*** Data shown

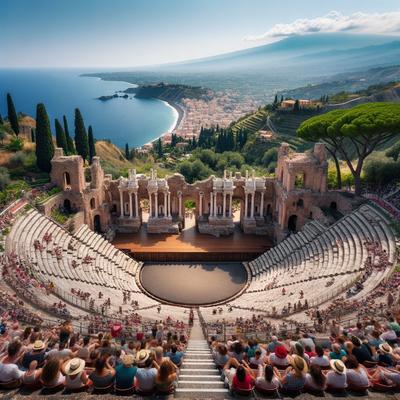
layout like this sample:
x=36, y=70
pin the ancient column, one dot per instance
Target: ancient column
x=136, y=206
x=130, y=205
x=200, y=204
x=180, y=204
x=150, y=205
x=224, y=204
x=121, y=199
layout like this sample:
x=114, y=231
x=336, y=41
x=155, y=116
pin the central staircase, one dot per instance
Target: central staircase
x=199, y=376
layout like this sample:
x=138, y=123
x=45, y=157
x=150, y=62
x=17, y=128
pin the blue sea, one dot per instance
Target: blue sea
x=133, y=121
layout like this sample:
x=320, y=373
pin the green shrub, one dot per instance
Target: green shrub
x=16, y=144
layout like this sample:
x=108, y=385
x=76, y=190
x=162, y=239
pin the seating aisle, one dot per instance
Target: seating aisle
x=199, y=376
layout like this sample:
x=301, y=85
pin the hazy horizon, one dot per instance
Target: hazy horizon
x=125, y=34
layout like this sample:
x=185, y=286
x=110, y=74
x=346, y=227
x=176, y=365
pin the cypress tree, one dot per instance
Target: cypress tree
x=70, y=142
x=60, y=136
x=127, y=155
x=44, y=140
x=92, y=147
x=12, y=114
x=81, y=139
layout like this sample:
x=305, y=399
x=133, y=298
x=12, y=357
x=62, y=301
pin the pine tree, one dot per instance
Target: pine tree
x=92, y=147
x=12, y=114
x=127, y=155
x=44, y=140
x=81, y=138
x=70, y=142
x=60, y=136
x=160, y=152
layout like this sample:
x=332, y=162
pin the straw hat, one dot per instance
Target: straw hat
x=142, y=356
x=386, y=348
x=298, y=364
x=128, y=360
x=38, y=345
x=74, y=366
x=280, y=351
x=338, y=366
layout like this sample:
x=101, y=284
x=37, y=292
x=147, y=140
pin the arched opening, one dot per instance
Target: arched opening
x=67, y=206
x=299, y=181
x=92, y=203
x=300, y=203
x=97, y=223
x=292, y=223
x=67, y=181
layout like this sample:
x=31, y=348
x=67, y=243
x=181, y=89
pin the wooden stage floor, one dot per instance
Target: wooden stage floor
x=190, y=243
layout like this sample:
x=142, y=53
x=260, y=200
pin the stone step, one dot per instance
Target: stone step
x=201, y=384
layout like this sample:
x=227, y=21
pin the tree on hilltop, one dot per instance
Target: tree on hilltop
x=81, y=138
x=354, y=133
x=70, y=142
x=60, y=136
x=44, y=140
x=12, y=114
x=92, y=147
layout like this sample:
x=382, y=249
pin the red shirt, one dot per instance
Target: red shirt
x=247, y=384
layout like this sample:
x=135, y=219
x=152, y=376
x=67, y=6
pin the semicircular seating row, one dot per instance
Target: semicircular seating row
x=320, y=261
x=106, y=270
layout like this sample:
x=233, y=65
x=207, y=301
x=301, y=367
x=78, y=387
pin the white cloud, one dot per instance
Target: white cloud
x=334, y=21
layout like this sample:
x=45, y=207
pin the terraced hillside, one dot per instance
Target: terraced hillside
x=252, y=123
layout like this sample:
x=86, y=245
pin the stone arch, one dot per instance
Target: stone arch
x=67, y=206
x=67, y=180
x=92, y=203
x=97, y=223
x=292, y=223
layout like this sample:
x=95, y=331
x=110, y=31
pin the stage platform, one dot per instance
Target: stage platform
x=191, y=246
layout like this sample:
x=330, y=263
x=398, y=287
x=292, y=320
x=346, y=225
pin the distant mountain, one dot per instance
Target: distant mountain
x=302, y=51
x=264, y=70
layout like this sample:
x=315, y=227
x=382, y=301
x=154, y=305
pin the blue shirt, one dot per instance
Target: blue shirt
x=124, y=376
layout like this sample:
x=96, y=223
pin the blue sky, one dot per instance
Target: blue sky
x=124, y=33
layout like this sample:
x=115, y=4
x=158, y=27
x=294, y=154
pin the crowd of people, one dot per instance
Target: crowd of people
x=57, y=358
x=356, y=360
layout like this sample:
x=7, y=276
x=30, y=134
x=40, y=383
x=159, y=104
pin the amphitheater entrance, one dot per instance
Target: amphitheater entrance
x=292, y=223
x=67, y=206
x=193, y=284
x=97, y=223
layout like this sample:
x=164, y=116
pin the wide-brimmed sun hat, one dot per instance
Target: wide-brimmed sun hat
x=298, y=363
x=280, y=351
x=74, y=366
x=338, y=366
x=128, y=360
x=386, y=348
x=142, y=356
x=38, y=345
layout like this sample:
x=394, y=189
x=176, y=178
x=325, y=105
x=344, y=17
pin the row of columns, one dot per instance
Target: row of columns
x=213, y=204
x=121, y=198
x=246, y=204
x=167, y=204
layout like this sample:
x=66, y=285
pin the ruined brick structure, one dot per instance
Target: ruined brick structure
x=268, y=206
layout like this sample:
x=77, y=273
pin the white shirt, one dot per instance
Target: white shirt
x=10, y=372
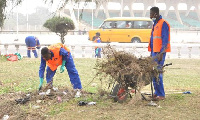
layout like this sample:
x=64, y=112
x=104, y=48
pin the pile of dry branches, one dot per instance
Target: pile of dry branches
x=125, y=68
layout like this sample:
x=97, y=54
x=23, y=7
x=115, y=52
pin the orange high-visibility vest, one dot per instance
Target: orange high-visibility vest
x=57, y=58
x=157, y=38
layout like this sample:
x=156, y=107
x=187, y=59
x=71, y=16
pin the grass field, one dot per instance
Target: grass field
x=22, y=77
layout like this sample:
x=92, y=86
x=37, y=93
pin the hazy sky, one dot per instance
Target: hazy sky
x=29, y=6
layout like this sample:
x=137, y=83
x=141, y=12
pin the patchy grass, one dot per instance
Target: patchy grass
x=22, y=77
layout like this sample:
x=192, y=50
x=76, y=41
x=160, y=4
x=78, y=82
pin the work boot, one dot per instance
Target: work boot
x=158, y=98
x=78, y=93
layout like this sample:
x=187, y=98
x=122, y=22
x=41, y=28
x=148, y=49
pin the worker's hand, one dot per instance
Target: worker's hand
x=41, y=82
x=62, y=69
x=96, y=51
x=160, y=56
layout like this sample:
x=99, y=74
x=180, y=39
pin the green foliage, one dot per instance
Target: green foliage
x=2, y=7
x=60, y=25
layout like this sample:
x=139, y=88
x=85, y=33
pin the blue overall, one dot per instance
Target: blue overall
x=72, y=72
x=31, y=44
x=98, y=50
x=159, y=87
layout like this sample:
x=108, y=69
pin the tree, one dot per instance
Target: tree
x=60, y=25
x=4, y=3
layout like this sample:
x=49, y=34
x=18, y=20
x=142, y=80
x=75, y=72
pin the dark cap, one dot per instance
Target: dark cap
x=98, y=33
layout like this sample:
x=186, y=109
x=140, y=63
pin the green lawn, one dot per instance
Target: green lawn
x=22, y=76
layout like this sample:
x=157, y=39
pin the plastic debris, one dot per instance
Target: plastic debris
x=64, y=93
x=42, y=93
x=78, y=94
x=22, y=100
x=187, y=92
x=55, y=88
x=38, y=101
x=82, y=103
x=35, y=107
x=5, y=117
x=48, y=91
x=59, y=99
x=92, y=103
x=152, y=104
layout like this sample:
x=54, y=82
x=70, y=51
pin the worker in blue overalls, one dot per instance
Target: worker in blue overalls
x=32, y=43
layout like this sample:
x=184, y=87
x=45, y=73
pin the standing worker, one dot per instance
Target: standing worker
x=159, y=44
x=54, y=56
x=97, y=39
x=32, y=43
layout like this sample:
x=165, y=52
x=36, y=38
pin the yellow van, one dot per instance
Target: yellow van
x=124, y=29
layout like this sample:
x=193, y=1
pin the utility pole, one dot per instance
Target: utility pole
x=92, y=15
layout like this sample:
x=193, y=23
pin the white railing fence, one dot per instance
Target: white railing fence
x=178, y=50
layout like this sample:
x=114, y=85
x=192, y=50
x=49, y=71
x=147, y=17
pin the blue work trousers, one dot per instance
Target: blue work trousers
x=158, y=86
x=72, y=72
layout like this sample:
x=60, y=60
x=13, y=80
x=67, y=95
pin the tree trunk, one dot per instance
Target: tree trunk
x=62, y=38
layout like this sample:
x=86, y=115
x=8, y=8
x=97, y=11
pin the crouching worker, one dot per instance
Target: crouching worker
x=32, y=43
x=54, y=56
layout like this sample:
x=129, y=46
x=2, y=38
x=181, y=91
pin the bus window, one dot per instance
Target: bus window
x=142, y=25
x=122, y=24
x=106, y=25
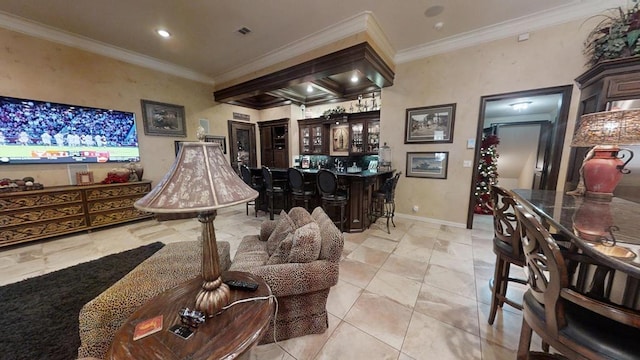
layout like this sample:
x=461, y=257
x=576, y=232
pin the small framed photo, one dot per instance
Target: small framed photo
x=217, y=139
x=84, y=178
x=430, y=124
x=160, y=119
x=428, y=164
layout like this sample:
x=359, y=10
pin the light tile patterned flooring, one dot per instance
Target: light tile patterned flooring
x=420, y=292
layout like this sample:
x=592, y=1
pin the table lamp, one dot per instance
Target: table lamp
x=605, y=131
x=201, y=181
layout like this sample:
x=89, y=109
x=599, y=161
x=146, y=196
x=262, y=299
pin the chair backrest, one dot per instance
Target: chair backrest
x=327, y=182
x=549, y=282
x=246, y=174
x=547, y=273
x=267, y=177
x=505, y=224
x=296, y=180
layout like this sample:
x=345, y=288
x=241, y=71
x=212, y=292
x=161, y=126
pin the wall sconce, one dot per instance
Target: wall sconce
x=602, y=168
x=520, y=106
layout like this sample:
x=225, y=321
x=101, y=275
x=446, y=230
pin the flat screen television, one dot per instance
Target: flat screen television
x=41, y=132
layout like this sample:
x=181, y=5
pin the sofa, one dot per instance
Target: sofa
x=174, y=264
x=298, y=256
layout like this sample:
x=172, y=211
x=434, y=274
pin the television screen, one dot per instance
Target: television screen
x=40, y=132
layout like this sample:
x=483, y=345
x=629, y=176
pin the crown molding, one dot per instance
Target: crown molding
x=563, y=14
x=38, y=30
x=343, y=29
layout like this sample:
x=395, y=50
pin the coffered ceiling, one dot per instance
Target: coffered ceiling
x=206, y=46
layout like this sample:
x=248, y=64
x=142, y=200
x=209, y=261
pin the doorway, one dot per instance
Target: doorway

******

§ **Assigned task**: Repeat, exactly as they stand above, the lines from the line with "x=12, y=357" to the line with "pin the wooden", both lines included.

§ **Result**:
x=12, y=357
x=62, y=301
pin the pine tree, one dot per instance
Target: pine tree
x=92, y=147
x=12, y=114
x=127, y=155
x=44, y=140
x=81, y=138
x=70, y=142
x=60, y=136
x=160, y=152
layout like this sample:
x=332, y=162
pin the straw hat, one dot per instance
Target: straw hat
x=142, y=356
x=386, y=348
x=298, y=364
x=128, y=360
x=38, y=345
x=74, y=366
x=280, y=351
x=338, y=366
layout like this sample:
x=101, y=284
x=37, y=292
x=147, y=140
pin the arched opening, one dot per instance
Target: arched opening
x=67, y=206
x=299, y=181
x=92, y=203
x=300, y=203
x=97, y=223
x=292, y=223
x=67, y=181
layout like this sample:
x=31, y=348
x=67, y=243
x=181, y=89
pin the wooden stage floor, one dot per instance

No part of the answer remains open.